** Opening RECORDS SUPPLIED block **

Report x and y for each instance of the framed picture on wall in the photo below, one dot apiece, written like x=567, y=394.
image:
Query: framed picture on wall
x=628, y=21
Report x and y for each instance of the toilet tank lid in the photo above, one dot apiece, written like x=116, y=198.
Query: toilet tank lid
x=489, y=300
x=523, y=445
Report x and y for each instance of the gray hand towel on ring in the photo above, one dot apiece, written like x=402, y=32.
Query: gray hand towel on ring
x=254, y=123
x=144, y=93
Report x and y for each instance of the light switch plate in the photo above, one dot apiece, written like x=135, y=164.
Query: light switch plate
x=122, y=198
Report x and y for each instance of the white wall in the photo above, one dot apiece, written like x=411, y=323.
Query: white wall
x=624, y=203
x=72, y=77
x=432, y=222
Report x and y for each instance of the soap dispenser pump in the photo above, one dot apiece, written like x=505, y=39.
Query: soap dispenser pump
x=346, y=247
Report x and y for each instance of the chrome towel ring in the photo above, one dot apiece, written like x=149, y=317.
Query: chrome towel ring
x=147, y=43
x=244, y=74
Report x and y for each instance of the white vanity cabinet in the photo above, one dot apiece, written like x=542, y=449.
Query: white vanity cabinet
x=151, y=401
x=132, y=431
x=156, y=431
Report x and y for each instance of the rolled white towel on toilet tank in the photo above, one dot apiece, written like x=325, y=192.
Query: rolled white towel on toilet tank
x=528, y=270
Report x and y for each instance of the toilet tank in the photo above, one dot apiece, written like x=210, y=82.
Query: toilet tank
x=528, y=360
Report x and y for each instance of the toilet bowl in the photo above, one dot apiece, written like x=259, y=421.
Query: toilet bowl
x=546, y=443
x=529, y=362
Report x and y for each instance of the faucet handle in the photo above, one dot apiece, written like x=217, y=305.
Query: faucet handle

** Closing RECORDS SUPPLIED block **

Give back each record exactly, from the first line through the last.

Report x and y for each instance of the framed picture on wall in the photo below, one dot apiece, written like x=567, y=394.
image:
Query: framed picture on wall
x=628, y=21
Report x and y for each instance of the toilet tank lid in the photo above, one dot apiece, written like x=116, y=198.
Query: toilet tank lid
x=489, y=300
x=523, y=445
Report x and y for each instance of the gray hand towel on ring in the photo above, one dot apiece, written like x=402, y=32.
Query: gray hand towel on ring
x=254, y=123
x=144, y=93
Report x and y for each instance of the light switch plate in the photo above, one dot apiece, written like x=135, y=164.
Query: light switch plate
x=122, y=198
Report x and y for each instance of the white wall in the photo above, one dot apiece, written like x=411, y=323.
Query: white wall
x=624, y=203
x=72, y=77
x=432, y=222
Report x and y for each instance of the soap dispenser pump in the photo above, one dot apiece, written like x=505, y=39.
Query: soap dispenser pump
x=346, y=247
Report x and y for each instance of the chrome towel ring in the photo above, one dot apiece, written like x=149, y=317.
Query: chrome towel ring
x=147, y=43
x=244, y=74
Report x and y for each instance of the white vanity cabinet in the photo above, one dot apiece, written like x=542, y=449.
Query: white vanity cabinet
x=151, y=401
x=132, y=431
x=156, y=431
Report x and y for each instance of the rolled white towel on toilet tank in the photo above, one dot apiece, written like x=325, y=192.
Query: rolled white towel on toilet tank
x=528, y=270
Report x and y for each instance of the toilet tank in the photo above, one dot apiece, written like x=210, y=82.
Query: toilet tank
x=528, y=360
Report x and y for each instance of the toilet bowl in the photo above, one dot apiece, written like x=259, y=421.
Query: toilet bowl
x=546, y=443
x=529, y=362
Report x and y for each instance of the faucet handle in the photo above, one dot apiece, written like x=217, y=305.
Query: faucet handle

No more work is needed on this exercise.